EXERCISE DESCRIPTION >> Write each entry out once more, please, precisely as shown.

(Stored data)

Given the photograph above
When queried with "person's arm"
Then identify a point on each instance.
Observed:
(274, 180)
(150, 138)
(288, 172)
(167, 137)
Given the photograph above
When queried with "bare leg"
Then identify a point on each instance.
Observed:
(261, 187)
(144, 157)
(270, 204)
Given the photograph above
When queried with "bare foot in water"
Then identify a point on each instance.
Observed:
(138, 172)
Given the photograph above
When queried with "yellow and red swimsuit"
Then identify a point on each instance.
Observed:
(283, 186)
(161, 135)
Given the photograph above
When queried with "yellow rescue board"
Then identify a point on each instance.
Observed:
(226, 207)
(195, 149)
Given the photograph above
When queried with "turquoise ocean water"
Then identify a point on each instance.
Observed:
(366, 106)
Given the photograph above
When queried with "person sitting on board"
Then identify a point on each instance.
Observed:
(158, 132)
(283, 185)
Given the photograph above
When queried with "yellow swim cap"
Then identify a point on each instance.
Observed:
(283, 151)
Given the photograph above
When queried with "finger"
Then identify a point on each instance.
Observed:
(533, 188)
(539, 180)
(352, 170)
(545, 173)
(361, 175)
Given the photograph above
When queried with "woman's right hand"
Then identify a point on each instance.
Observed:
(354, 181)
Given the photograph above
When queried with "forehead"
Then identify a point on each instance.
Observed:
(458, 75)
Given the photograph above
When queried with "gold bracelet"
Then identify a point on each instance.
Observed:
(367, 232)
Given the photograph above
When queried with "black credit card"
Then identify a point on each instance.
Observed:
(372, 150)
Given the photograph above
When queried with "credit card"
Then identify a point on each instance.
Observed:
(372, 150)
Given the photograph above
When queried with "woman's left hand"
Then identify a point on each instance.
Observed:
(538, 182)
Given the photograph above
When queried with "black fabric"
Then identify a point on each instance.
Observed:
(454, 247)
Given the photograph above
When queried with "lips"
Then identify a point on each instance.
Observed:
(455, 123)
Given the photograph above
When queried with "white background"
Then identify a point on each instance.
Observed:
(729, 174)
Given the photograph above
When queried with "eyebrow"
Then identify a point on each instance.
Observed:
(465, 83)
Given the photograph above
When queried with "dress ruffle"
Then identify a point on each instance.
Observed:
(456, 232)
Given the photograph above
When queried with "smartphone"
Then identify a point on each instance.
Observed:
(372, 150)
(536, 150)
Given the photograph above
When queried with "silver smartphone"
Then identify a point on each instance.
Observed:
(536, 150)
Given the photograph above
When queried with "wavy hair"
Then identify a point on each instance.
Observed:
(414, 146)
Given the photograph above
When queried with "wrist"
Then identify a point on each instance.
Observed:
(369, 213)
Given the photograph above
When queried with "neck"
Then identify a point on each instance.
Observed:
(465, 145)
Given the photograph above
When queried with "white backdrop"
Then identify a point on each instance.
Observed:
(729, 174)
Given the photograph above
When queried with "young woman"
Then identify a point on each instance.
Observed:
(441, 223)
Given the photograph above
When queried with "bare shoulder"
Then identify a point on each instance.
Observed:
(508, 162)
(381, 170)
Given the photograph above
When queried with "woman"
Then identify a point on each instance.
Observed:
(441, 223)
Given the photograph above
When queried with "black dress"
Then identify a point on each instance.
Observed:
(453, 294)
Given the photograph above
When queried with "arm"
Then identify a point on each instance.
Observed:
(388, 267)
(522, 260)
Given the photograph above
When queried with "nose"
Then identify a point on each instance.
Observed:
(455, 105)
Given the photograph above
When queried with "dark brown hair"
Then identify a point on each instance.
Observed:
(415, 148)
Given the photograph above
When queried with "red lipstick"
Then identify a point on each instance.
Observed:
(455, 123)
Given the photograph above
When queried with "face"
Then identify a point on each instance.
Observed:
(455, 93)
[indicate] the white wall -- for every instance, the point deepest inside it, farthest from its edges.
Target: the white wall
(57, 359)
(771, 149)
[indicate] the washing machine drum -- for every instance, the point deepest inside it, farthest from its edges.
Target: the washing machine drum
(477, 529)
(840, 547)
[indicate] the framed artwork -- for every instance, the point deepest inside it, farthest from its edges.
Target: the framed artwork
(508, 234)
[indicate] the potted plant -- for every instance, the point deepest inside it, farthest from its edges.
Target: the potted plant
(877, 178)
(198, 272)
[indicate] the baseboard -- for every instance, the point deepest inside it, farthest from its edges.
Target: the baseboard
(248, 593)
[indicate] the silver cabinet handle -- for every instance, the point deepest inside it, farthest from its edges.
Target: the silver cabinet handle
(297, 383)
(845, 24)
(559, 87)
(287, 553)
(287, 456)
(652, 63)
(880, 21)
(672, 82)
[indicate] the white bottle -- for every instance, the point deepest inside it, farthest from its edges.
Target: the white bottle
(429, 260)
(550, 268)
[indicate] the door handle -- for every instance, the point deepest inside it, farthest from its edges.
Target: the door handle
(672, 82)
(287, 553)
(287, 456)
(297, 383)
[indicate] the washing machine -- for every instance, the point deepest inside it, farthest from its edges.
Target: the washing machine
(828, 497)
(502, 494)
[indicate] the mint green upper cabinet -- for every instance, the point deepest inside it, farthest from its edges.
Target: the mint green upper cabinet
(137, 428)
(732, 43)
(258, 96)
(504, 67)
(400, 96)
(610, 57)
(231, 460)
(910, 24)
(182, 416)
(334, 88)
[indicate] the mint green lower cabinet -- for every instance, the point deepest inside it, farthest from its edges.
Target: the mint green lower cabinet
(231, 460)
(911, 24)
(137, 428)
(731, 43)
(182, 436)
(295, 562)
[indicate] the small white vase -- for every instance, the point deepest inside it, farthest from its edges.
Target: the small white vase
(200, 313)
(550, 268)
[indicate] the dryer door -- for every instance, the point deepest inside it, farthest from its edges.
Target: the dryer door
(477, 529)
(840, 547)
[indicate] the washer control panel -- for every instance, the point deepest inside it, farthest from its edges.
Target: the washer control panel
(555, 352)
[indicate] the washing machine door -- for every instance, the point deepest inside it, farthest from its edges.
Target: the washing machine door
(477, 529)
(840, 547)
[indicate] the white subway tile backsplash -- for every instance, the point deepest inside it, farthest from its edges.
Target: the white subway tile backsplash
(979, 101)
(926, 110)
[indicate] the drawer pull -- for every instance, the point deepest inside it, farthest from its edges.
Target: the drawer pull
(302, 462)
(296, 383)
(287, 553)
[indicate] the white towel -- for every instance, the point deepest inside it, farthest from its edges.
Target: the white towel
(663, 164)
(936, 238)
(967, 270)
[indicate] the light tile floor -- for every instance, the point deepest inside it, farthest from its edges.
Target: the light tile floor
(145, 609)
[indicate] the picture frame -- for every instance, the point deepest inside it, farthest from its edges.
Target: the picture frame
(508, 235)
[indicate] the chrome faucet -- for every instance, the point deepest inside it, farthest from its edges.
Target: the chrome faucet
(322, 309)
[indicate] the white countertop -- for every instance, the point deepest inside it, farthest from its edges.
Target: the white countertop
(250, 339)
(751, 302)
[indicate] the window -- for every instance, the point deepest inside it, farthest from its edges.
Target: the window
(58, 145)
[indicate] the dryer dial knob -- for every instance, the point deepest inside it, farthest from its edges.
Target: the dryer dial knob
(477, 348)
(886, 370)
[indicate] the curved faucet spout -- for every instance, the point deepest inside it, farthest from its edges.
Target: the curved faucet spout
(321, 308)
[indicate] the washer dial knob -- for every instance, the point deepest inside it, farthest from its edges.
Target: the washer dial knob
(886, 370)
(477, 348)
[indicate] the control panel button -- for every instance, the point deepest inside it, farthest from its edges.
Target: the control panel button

WRITTEN ANSWER >>
Given the photograph above
When queried with "person's arm"
Then identify a point on each instance.
Observed:
(274, 180)
(150, 138)
(288, 172)
(167, 137)
Given the photograph above
When queried with "bare leg"
Then identify a point on each instance.
Observed:
(261, 187)
(144, 157)
(270, 204)
Given the photograph above
When queried with "bare foot in water"
Then identify a point on each instance.
Observed:
(138, 172)
Given the photograph above
When queried with "yellow and red swimsuit"
Then identify a point on each instance.
Observed:
(283, 186)
(161, 135)
Given the photograph above
When queried with "yellow rescue board"
Then identify a point on each instance.
Observed:
(226, 207)
(195, 149)
Given the photograph above
When queried with "turquoise ocean water"
Then identify a point on each instance.
Observed:
(366, 106)
Given the photograph above
When queried with "person sitting on board"
Then identify a point on each instance.
Observed:
(158, 132)
(283, 185)
Given the photograph above
When queried with "yellow swim cap"
Then identify a point on each instance.
Observed:
(283, 151)
Given the photograph above
When queried with "finger"
Then identify a point on each instance.
Observed:
(533, 188)
(539, 180)
(352, 170)
(545, 173)
(361, 175)
Given the photograph above
When queried with "woman's right hand"
Then identify a point on each instance.
Observed:
(354, 181)
Given the photograph above
When queried with "forehead"
Then identify a point on each instance.
Observed:
(458, 75)
Given the photograph above
When queried with "gold bracelet"
Then identify a point on each instance.
Observed:
(367, 232)
Given the photograph above
When queried with "black credit card"
Then identify a point on each instance.
Observed:
(372, 150)
Given the photograph above
When queried with "credit card"
Then identify a point on each instance.
Observed:
(372, 150)
Given the photograph above
When queried with "woman's left hand"
Then identify a point on each instance.
Observed:
(538, 182)
Given the photograph above
When queried with "black fabric"
Then identify a point on each instance.
Observed:
(454, 247)
Given the photograph above
When queried with "lips"
Then identify a point on each instance.
Observed:
(455, 123)
Given the photograph above
When queried with "white background"
Then identify a point on each instance.
Observed:
(729, 174)
Given the photograph above
When queried with "eyebrow"
Then identify a point on each instance.
Observed:
(465, 83)
Given the photograph above
When queried with "dress ruffle"
Then identify a point on each instance.
Observed:
(456, 232)
Given the photograph above
When queried with "smartphone"
Then identify a point on each instance.
Observed:
(372, 150)
(536, 150)
Given the photograph above
When queried with "silver smartphone"
Then identify a point on each instance.
Observed:
(536, 150)
Given the photograph above
When queried with "wavy hair"
Then identify a point on each instance.
Observed:
(414, 146)
Given the photograph above
When queried with "wrist"
Then identify a point on each instance.
Observed:
(369, 213)
Given the photograph above
When queried with "neck"
Then identify a point on each instance.
Observed:
(465, 145)
Given the photograph above
When queried with "white backdrop"
Then identify a point on each instance.
Observed:
(729, 174)
Given the photograph above
When queried with "young woman"
Then identify a point on each instance.
Observed:
(441, 223)
Given the photograph above
When queried with "bare shoulder"
Then identify a point on each instance.
Observed:
(508, 162)
(381, 170)
Given the photograph above
When queried with "woman"
Then identify a point on each instance.
Observed:
(441, 223)
Given the photograph above
When queried with "black dress"
Then identify a point on each instance.
Observed:
(453, 294)
Given the photograph above
When queried with "arm"
Then identify a point on each instance.
Observed:
(388, 267)
(522, 260)
Given the photograph above
When queried with "nose"
Then identify a point on each instance.
Observed:
(455, 105)
Given the photograph above
When queried with "dark brown hair"
Then identify a point on each instance.
Observed:
(415, 148)
Given the photograph above
When queried with "red lipstick"
Then identify a point on each instance.
Observed:
(455, 123)
Given the photograph above
When queried with "face"
Then identify a point on each instance.
Observed:
(455, 93)
[indicate] the white wall -- for every instance, the point deepest inside it, farthest from its edges.
Target: the white wall
(57, 359)
(771, 149)
[indicate] the washing machine drum -- for every instance, the point deepest inside it, farthest from its edges.
Target: the washing machine drum
(477, 529)
(840, 547)
[indicate] the framed artwork -- for every instance, the point deepest inside it, farthest from its edges.
Target: the framed artwork
(508, 234)
[indicate] the potted plant -- for every instance, the point deepest inside it, farthest from its edges.
Target: the potted plant
(877, 178)
(198, 272)
[indicate] the baseboard -- for every instance, the point deepest inside it, farthest from its edges.
Target: the baseboard
(248, 593)
[indicate] the silver cabinet handle -- for every instance, the point deepest inside it, farthest from its edges.
Target: the silver cabinet handle
(297, 383)
(845, 24)
(559, 87)
(287, 553)
(287, 456)
(652, 63)
(880, 21)
(672, 82)
[indicate] the white bottle -- for every instance, the point deepest inside it, farthest from its edges.
Target: the white bottle
(429, 260)
(550, 268)
[indicate] the door handle -- for every instance, the point deepest inside it, farthest from its edges.
Target: the door handle
(672, 82)
(287, 553)
(287, 456)
(297, 383)
[indicate] the washing machine -- for every instance, the point deepest inside it, farthest from its edges.
Target: the washing machine
(828, 497)
(502, 494)
[indicate] the mint green upper cabinet -- for every instance, the point deepest inside it, farthest from its edges.
Target: the mint green upper cabinet
(137, 428)
(732, 43)
(258, 96)
(504, 67)
(400, 96)
(610, 57)
(231, 460)
(910, 24)
(182, 416)
(334, 88)
[indicate] the mint green lower cabinet -- for every instance, the point deepest inside it, farthest from its edges.
Target: the mint green lower cabinet
(231, 460)
(911, 24)
(137, 428)
(731, 43)
(182, 436)
(295, 562)
[indicate] the small white vase -- for every instance, the point deepest inside it, farthest from its edges.
Target: the small white vase
(200, 313)
(550, 268)
[indicate] the dryer door -- for every instance, the point deepest inside it, farthest from its edges.
Target: the dryer door
(477, 529)
(840, 547)
[indicate] the washer control panel -- for every instance, the point deepest inside it, farthest from its edges.
Target: the washer control panel
(555, 352)
[indicate] the washing machine door -- for every instance, the point deepest inside it, farthest from its edges.
Target: the washing machine door
(477, 529)
(840, 547)
[indicate] the white subway tile backsplash -- for every instance, the point deepest inside it, farthest from its edges.
Target: the white subway tile backsplash
(979, 101)
(926, 110)
[indicate] the drawer pull -- for every instance, the point deepest inside it, farthest from its edges.
Target: the drawer pull
(302, 462)
(296, 383)
(287, 553)
[indicate] the white towel -- for every instance, the point deepest inside it, farthest from its edges.
Target: the white towel
(663, 164)
(936, 238)
(967, 270)
[indicate] the light tile floor -- for every instance, the point deepest inside it, farthest from its edges.
Target: the light tile floor
(145, 609)
[indicate] the picture frame -- for every instance, the point deepest inside it, farthest from its edges.
Target: the picture frame
(508, 235)
[indicate] the chrome faucet -- for every instance, the point deepest inside it, farthest from its edges.
Target: the chrome faucet
(322, 309)
[indicate] the white countertop -- for every instance, the point deepest inside it, farthest from its edges.
Target: the white countertop
(250, 339)
(751, 302)
[indicate] the window -- for every instance, the point deepest inside it, farthest from its edges.
Target: the window
(58, 145)
[indicate] the dryer dial knob -- for every instance, the point deepest inside it, farthest from its edges.
Target: the dryer dial knob
(477, 348)
(886, 370)
[indicate] the curved faucet spout -- for every instance, the point deepest inside it, farthest from its edges.
Target: the curved faucet spout
(321, 308)
[indicate] the washer dial knob -- for every instance, the point deepest inside it, farthest from its edges.
Target: the washer dial knob
(886, 370)
(477, 348)
[indicate] the control panel button -- for every instance, the point deepest inside it, farthest from its edges.
Target: the control panel button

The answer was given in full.